PAGE EXTRACT: Begin

Mackenzie is not, shall we say, a sympathetic figure. An aspiring model and influencer, her followers peaked in the aftermath of the crash as she made TikToks from her hospital room and posted footage of herself attending a concert while still in a wheelchair. Shortly after the crash she was somehow contacted by a clothing company for a brand partnership, and reacted with enthusiasm that seemed unbecoming (And so, frankly, did her mom, an overly permissive parent who on multiple occasions in this documentary seems like she needs her motherboard taken in for a tuneup). She appeared to dress as a corpse for Halloween.
But throughout “The Crash,” I found myself wondering whether the people passing these judgments had ever spent much time around teenagers. Whether they remembered being the kind of person who would declare, over a minor annoyance, that they were ready to “kill someone.” Whether they were fully aware that the planet occupied by 17-year-olds is radically different than the one they spend time on. Whether their loathing of Mackenzie — who, again, comes across as thoughtless and clueless, not to mention perpetually stoned — was partially a terrified reaction to the fact that this teenage girl, and maybe all teenage girls, are total aliens.
While law enforcement officials react with disgust over a social media post in which Mackenzie labels herself “the girl you die for,” her friends in the documentary patiently explain that the post was Mackenzie participating in a viral, mindless trend of dancing to a particular Marina song lyric. “I post five to seven TikToks a day,” one friend offered by way of comparison. “At that rate I don’t even remember what I posted yesterday.”

PAGE EXTRACT: End

**WORK REQUIRED**
Condense the paragraph of the review above that begins "While law enforcement officials react" into two sentences, keeping its main facts.

RECORDS: Begin

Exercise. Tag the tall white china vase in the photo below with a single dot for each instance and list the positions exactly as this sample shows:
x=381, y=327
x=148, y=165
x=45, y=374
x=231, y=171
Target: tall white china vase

RECORDS: End
RECORDS: Begin

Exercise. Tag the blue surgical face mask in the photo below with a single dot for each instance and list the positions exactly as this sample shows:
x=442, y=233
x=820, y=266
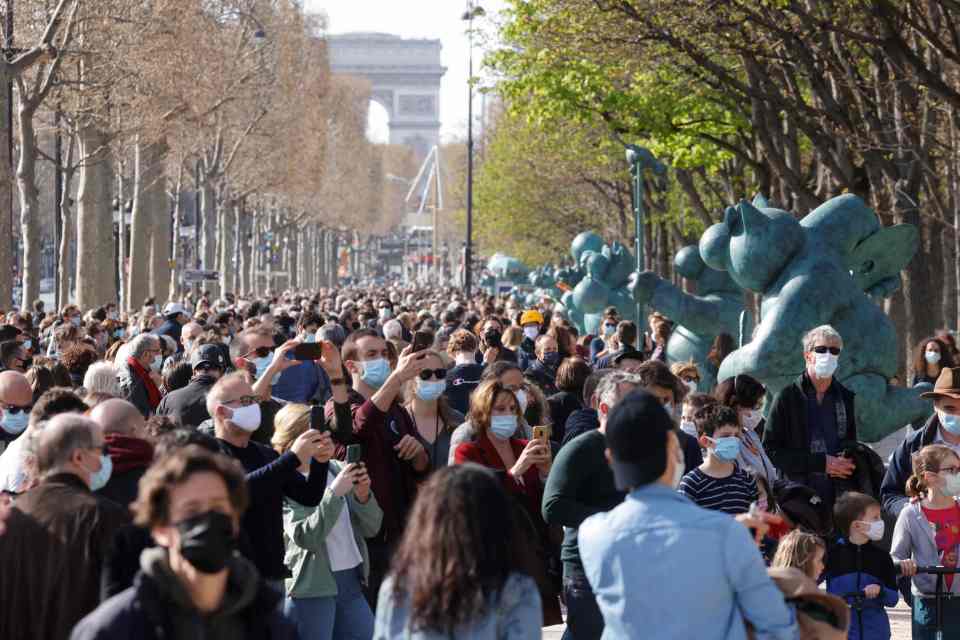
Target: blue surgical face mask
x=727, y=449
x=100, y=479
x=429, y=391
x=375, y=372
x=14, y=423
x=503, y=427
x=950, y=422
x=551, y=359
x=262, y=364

RECORDS: End

**REPLY TO THE EXERCISE**
Law enforcement officials react with disgust to a social media post in which Mackenzie calls herself "the girl you die for," but her friends in the documentary explain that she was joining a viral, mindless trend of dancing to a Marina song lyric. For comparison, one friend says they post five to seven TikToks a day and don't even remember what they posted the day before.